DOCUMENT PASSAGE:
========

FDA has reiterated that antibody testing is not currently recommended to assess immunity after COVID-19 vaccination even as some medtechs are betting on the tests.
The agency said SARS-CoV-2 antibody tests results should not be interpreted as evidence of a specific level of protection from the coronavirus. People who think they are protected may take fewer precautions and increase their own risk and the spread of the pathogen.
- FDA made the comments against a backdrop of industry interest in selling tests that enable the evaluation of immune status. Beckman Coulter, for example, unveiled the launch of a fully quantitative SARS-CoV-2 antibody test on the same day as FDA's safety notice.
Beckman Coulter focused its disclosure of launch of Access SARS-CoV-2 IgG (1st IS) on the role of antibody tests in monitoring and responding to the COVID-19 pandemic and stuck closely to the language used by CDC in its current guidelines. Yet, the company also quoted Bernard Cook, director of operations of the core automated laboratory at Henry Ford Hospital in Detroit, who pointed to the potential role of antibody tests in recipients of vaccines.

========

Saved data entries
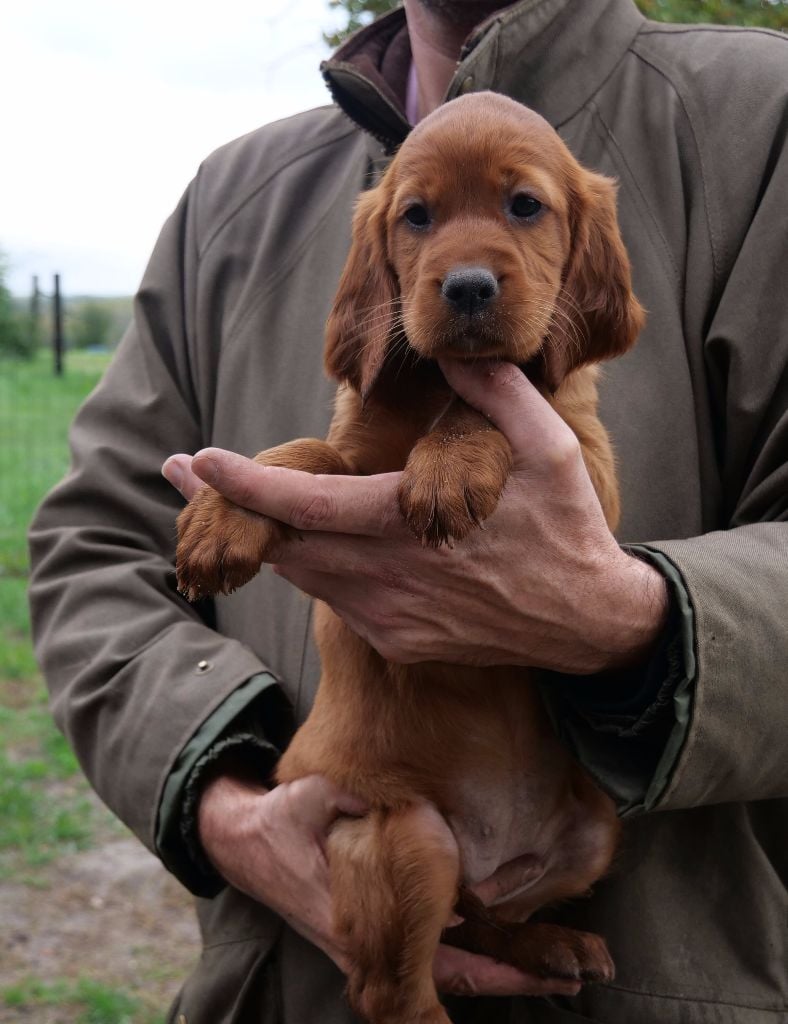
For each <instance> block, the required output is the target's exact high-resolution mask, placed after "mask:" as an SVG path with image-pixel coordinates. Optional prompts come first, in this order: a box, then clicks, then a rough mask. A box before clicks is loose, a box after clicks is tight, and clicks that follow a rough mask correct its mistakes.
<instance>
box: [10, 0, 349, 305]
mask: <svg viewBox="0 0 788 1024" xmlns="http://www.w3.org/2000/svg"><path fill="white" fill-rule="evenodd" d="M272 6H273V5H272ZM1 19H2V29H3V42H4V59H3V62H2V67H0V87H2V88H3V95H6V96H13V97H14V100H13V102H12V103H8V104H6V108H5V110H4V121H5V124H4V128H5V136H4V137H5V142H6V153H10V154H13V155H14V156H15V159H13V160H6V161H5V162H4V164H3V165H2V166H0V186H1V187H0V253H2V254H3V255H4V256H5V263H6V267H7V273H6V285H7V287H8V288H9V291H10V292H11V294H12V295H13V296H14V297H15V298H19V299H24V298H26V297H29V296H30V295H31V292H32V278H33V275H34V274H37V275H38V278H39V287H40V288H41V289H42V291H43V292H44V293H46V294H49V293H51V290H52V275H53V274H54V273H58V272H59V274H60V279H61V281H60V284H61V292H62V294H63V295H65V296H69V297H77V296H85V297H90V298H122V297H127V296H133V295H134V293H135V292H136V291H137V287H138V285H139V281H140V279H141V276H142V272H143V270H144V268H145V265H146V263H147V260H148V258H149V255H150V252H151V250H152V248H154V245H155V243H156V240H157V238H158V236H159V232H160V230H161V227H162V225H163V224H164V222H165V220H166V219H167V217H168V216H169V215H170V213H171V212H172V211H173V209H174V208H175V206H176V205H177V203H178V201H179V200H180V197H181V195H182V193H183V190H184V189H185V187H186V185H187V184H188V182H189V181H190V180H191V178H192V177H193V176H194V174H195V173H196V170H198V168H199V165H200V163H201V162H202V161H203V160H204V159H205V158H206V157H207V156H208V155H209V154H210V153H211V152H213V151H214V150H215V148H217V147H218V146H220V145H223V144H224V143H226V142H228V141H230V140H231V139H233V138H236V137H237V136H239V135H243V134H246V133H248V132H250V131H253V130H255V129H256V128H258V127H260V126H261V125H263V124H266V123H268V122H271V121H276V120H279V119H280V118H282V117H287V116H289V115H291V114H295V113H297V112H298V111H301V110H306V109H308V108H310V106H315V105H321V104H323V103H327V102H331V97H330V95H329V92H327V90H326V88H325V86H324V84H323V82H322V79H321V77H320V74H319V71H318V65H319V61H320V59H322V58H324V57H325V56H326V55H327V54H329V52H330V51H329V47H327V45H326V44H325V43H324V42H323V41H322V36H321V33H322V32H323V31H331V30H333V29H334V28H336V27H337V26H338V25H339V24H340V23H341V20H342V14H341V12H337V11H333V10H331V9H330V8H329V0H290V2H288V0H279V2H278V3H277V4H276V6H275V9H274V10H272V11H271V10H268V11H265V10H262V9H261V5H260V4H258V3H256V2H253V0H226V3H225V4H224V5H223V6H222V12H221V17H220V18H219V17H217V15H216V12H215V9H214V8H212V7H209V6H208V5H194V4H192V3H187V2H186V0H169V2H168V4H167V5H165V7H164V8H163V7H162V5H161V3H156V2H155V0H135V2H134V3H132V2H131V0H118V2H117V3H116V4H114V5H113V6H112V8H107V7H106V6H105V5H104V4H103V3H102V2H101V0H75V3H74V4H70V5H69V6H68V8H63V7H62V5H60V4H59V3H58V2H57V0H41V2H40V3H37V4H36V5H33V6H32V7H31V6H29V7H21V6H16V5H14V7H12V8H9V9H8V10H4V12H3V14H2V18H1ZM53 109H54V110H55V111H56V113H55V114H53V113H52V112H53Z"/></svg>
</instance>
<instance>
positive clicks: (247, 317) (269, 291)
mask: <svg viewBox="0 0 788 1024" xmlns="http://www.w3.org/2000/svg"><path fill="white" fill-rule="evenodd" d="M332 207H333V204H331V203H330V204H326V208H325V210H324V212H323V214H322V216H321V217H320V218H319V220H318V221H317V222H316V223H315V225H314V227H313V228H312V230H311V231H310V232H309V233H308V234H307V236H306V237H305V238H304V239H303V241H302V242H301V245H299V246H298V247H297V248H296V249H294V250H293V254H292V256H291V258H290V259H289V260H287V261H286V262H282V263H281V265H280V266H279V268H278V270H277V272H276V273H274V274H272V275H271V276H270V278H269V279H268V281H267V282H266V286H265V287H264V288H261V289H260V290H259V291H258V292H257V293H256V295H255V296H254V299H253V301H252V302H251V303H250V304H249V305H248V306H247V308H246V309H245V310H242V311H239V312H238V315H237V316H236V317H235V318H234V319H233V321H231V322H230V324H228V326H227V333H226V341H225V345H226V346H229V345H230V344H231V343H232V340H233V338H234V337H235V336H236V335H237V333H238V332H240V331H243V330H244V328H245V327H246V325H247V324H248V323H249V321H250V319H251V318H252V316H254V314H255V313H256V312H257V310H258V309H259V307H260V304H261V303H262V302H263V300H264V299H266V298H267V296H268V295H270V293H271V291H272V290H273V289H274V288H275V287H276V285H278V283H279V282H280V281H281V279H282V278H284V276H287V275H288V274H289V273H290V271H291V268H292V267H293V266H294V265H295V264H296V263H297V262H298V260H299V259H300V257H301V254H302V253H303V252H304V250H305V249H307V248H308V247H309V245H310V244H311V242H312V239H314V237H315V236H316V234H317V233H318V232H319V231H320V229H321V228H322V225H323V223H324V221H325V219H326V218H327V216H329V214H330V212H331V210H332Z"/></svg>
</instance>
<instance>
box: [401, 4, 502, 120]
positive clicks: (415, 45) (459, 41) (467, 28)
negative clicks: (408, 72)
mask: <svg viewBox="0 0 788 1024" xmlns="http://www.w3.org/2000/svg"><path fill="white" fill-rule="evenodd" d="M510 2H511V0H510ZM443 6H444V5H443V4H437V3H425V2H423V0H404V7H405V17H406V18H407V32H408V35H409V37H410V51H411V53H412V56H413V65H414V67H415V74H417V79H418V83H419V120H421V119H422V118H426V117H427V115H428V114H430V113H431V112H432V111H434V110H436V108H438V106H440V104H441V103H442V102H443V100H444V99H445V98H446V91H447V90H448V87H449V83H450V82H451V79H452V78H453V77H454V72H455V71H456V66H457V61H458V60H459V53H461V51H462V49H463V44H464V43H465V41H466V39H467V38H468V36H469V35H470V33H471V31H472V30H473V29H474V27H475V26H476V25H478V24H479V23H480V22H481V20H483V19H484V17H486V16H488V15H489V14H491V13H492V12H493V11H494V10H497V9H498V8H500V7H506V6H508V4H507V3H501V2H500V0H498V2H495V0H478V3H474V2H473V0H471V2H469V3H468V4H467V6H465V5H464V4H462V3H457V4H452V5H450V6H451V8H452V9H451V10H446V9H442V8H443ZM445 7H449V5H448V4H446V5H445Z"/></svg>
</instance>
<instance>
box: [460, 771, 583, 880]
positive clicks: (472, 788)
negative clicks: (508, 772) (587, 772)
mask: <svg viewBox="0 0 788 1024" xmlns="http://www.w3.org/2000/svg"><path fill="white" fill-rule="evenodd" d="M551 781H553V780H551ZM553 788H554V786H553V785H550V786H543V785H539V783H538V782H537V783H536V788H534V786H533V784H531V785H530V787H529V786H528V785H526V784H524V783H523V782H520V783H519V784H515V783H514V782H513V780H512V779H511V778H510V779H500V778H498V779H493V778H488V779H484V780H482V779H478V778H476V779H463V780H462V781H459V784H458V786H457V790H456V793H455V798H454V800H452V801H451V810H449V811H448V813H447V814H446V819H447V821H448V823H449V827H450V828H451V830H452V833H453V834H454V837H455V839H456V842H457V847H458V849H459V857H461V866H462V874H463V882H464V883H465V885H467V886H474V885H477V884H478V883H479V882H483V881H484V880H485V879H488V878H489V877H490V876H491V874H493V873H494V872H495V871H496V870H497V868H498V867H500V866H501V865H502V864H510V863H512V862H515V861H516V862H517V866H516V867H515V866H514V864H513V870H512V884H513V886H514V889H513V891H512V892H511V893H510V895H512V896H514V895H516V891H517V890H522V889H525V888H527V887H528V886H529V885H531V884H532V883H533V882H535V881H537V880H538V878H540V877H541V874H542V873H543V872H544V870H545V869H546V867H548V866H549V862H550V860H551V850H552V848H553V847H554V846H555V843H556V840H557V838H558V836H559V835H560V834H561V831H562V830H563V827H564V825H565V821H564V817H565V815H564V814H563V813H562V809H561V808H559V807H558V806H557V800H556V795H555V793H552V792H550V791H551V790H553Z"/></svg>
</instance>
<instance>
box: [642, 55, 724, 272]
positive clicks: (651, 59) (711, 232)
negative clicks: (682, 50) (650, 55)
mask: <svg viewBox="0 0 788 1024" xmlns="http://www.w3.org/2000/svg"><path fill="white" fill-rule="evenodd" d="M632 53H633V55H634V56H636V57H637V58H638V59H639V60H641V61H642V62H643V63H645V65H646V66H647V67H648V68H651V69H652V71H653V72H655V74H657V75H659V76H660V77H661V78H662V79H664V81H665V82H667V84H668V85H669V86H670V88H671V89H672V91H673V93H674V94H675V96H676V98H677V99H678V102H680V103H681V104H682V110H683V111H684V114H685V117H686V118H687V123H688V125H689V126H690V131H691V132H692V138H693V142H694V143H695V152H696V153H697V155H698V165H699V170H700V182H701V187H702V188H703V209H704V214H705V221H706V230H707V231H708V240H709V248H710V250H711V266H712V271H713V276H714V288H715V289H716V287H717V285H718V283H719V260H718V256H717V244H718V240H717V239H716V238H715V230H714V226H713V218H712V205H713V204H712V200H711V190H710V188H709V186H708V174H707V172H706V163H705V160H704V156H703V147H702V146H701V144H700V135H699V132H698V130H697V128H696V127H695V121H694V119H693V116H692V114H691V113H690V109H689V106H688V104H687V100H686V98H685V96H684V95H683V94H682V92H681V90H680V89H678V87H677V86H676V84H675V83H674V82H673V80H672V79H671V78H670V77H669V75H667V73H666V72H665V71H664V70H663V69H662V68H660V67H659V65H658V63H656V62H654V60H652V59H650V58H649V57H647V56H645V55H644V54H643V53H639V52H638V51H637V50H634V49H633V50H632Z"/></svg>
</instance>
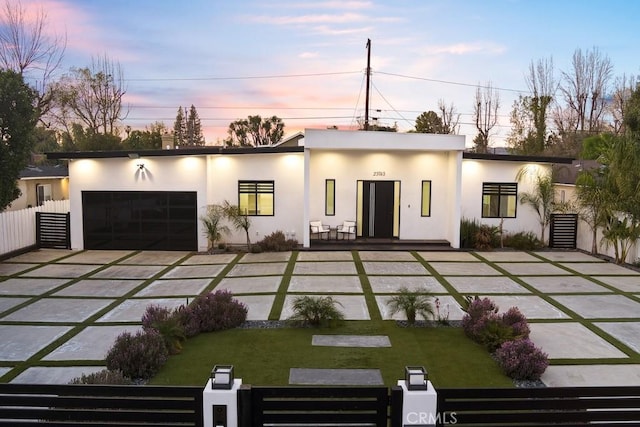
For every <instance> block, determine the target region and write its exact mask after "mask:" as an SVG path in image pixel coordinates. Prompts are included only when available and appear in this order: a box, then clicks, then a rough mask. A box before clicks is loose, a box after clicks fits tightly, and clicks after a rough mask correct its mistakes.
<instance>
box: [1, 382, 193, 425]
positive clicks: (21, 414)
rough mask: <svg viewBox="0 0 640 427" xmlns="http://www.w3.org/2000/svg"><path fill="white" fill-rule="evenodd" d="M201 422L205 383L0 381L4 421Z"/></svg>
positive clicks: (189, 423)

========

TASKS FOR THIS EXERCISE:
1) According to the FDA passage, on what day did Beckman Coulter unveil the launch of its fully quantitative SARS-CoV-2 antibody test?
2) Rewrite everything from "FDA has reiterated" down to "of the pathogen." in the FDA passage, changing "precautions" to "safety measures".

ANSWERS PER TASK:
1) It was on the same day as FDA's safety notice.

2)
FDA has reiterated that antibody testing is not currently recommended to assess immunity after COVID-19 vaccination even as some medtechs are betting on the tests.
The agency said SARS-CoV-2 antibody tests results should not be interpreted as evidence of a specific level of protection from the coronavirus. People who think they are protected may take fewer safety measures and increase their own risk and the spread of the pathogen.